▶ _Selection_
● ● ● ● ●

First, DeLanda's key axis 'material/expressive:territorialisation/deterritorialisation' is very interesting and is quite a powerful starting point for a social ontology. However, I wonder how far the material/expressive dimension can be taken ontologically. It is a fairly easy distinction to maintain cognitively or epistemologically - indeed, it'd be difficult think without making this separation in some way - but just how deeply rooted can we say it is in reality? If we take DeLanda at his word then surely we must say that the gravitational attraction of two asteroids is a material relation while the attraction of a wasp to an orchid is an expressive relation. Moreover, this is a truth quite apart from any human interpretation of the situation - it is not a separation made for our convenience alone - it is how the universe is really divided up. I like the distinction but I'm not sold on its being an ontological as opposed to a cognitive or an epistemological distinction (that is if this is what DeLanda is really saying). I'm not fundamentally opposed to the argument but I think I need to know more about it before being at all convinced. (Admittedly this is the first book by DeLanda that I've read besides A Thousand Years of Non-Linear History, which is primarily empirical, so I may be just showing my ignorance.)
Second, I agree with Levi that territorialisation as DeLanda articulates is a very promising linking point with Latour's thought - particularly his notion of black boxes and his distinction between social complication and social complexity.
As Latour and Callon put it:
An actor grows with the number of relations he or she can put, as we say, in black boxes. A black box contains that which no longer needs to be reconsidered, those things whose contents have become a matter of indifference. The more elements one can place in black boxes – modes of thought, habits, forces and objects – the broader the construction one can raise. Of course, black boxes never remain fully closed or properly fastened … but macro-actors can do as if they were closed and dark. (Latour & Callon 1981, p.184-85)The process of black boxing is, in Latour’s terms, a process of social complication to be distinguished from social complexity: “[C]omplexity [is] the simultaneous taking into account of many variables at once … complication [is] the piling of many simple steps one after the other.” (Latour 2000)
Something is ‘complicated’ when it is made of a succession of simple operations. … [T]he skills in an industrial society are those of simplification making social tasks less complex rather than making them more complex by comparison with other human and animal societies. By holding a variety of factors constant and sequentially negotiating one variable at a time, a stable complicated structure is created. Through extra-somatic resources employed in the process of social complication, units like multinational corporations, states and nations can be constituted[.] (Strum and Latour 1987)In other words, social life starts out as being enormously complex; in this state societies can only be small, relatively ragtag bands of individuals. Social members (Latour uses the example of baboons as an example of social beings in an almost pure state of social complexity) have to work constantly to maintain their social relationships. No relations endure much beyond the immediate moment of interaction - this is an ethnomethodologist's society; a society whose bonds are constantly being remade on an inter-subjective level.

● ● ● ● ●

Dataset entries
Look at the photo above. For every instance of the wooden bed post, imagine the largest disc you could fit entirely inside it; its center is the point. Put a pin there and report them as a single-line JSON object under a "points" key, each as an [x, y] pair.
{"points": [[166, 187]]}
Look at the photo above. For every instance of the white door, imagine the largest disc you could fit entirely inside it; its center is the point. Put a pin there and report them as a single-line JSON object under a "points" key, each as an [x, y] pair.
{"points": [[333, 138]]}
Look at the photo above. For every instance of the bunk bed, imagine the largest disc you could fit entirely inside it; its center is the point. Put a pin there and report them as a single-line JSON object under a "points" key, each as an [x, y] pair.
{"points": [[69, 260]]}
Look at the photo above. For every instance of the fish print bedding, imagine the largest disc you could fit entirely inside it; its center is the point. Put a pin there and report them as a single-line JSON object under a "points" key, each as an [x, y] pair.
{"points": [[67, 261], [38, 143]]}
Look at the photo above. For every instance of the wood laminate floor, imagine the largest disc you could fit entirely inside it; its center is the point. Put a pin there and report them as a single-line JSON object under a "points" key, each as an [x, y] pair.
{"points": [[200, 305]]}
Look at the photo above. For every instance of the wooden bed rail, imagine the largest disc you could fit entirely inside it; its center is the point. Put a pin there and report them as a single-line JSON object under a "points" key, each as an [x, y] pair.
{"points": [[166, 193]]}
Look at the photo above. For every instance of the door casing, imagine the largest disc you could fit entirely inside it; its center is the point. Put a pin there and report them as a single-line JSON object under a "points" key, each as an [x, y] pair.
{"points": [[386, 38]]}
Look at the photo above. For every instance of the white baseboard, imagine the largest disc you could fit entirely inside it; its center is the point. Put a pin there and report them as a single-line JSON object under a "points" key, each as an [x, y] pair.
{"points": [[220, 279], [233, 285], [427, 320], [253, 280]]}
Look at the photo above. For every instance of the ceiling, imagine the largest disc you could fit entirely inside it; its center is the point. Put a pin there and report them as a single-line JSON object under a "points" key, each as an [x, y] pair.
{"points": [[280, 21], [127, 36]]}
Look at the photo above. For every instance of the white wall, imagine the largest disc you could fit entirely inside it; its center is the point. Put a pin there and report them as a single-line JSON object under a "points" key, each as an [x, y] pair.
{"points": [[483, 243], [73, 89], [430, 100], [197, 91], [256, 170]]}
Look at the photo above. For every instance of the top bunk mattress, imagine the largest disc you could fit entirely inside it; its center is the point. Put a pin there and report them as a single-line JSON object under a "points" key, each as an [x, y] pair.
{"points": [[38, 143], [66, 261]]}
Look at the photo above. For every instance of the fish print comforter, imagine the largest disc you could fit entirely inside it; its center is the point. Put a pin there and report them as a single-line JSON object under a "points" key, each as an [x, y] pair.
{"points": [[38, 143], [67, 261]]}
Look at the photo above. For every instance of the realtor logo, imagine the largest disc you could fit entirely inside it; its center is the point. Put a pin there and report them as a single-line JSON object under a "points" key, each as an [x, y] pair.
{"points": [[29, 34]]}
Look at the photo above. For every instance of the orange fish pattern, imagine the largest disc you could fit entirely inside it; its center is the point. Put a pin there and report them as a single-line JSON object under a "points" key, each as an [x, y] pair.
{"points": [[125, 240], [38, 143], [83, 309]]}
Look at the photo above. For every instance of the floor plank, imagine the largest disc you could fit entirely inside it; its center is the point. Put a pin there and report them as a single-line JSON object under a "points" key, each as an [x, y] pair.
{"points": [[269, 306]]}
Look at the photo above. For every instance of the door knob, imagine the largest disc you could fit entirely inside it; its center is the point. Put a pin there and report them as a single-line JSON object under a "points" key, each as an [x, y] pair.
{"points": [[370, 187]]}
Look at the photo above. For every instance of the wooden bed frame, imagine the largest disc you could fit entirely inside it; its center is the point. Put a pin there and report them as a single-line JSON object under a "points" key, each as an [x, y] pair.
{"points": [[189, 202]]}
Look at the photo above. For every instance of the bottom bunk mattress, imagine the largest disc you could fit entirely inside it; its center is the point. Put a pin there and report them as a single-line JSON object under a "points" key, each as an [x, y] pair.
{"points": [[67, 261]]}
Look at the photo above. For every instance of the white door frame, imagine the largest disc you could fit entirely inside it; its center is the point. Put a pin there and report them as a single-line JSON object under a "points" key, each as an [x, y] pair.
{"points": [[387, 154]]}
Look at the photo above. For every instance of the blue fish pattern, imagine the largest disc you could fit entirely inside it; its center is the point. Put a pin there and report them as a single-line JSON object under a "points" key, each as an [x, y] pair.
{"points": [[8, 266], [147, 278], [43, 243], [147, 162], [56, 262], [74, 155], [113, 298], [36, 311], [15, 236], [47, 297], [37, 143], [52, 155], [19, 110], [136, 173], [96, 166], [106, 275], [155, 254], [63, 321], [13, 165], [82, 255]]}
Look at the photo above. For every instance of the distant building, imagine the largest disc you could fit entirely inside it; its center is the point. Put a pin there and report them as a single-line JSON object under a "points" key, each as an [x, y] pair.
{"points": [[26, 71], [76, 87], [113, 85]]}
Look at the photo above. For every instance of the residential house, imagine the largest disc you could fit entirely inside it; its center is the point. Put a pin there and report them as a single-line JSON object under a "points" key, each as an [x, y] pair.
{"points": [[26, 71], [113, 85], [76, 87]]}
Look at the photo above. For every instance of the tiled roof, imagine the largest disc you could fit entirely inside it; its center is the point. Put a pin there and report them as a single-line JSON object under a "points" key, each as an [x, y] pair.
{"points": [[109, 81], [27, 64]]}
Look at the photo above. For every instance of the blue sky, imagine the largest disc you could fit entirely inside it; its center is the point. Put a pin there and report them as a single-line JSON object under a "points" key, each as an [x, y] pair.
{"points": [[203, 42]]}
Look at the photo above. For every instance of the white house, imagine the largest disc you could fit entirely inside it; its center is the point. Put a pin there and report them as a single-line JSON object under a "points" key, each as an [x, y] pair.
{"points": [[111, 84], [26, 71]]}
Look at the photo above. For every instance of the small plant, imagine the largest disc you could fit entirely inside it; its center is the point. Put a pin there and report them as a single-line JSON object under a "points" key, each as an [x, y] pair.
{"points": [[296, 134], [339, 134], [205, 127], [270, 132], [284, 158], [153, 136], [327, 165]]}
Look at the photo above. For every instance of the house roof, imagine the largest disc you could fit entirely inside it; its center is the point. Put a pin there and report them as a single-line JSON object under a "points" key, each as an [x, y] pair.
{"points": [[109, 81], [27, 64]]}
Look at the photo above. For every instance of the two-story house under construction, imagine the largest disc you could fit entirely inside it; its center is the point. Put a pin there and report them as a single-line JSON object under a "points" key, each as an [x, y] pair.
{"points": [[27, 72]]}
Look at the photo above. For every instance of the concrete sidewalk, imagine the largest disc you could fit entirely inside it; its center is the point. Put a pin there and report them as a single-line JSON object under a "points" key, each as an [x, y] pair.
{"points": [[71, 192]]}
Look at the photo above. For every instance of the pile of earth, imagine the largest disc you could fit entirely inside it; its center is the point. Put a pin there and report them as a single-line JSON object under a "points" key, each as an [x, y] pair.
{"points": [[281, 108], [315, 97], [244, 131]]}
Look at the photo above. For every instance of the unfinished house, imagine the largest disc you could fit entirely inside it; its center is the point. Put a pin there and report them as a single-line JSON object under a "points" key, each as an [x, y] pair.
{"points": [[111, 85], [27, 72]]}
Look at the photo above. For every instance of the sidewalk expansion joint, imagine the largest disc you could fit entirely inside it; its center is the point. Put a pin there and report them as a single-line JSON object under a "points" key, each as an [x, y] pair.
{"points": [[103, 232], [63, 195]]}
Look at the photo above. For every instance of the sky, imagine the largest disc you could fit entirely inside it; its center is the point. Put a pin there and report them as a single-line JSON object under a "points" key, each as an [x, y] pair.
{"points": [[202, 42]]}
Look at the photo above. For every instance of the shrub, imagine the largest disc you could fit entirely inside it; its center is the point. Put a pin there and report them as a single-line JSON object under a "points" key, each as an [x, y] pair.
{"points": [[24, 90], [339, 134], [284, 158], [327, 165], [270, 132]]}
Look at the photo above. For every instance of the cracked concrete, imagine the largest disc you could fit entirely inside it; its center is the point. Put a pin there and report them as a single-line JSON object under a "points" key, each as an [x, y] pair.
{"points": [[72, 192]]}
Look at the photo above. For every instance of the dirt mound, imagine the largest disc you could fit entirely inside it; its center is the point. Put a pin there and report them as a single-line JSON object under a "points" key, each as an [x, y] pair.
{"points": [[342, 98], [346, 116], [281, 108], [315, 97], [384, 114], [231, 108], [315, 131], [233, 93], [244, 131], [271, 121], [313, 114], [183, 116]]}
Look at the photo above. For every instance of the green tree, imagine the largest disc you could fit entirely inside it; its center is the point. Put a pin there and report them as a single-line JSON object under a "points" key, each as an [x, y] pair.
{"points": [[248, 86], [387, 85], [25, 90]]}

● ● ● ● ●

▶ _Written instruction_
Which other DeLanda book does the commentary on DeLanda say the writer had read? The entries stand apart from the commentary on DeLanda and are separate material.

▶ _Answer in full_
A Thousand Years of Non-Linear History.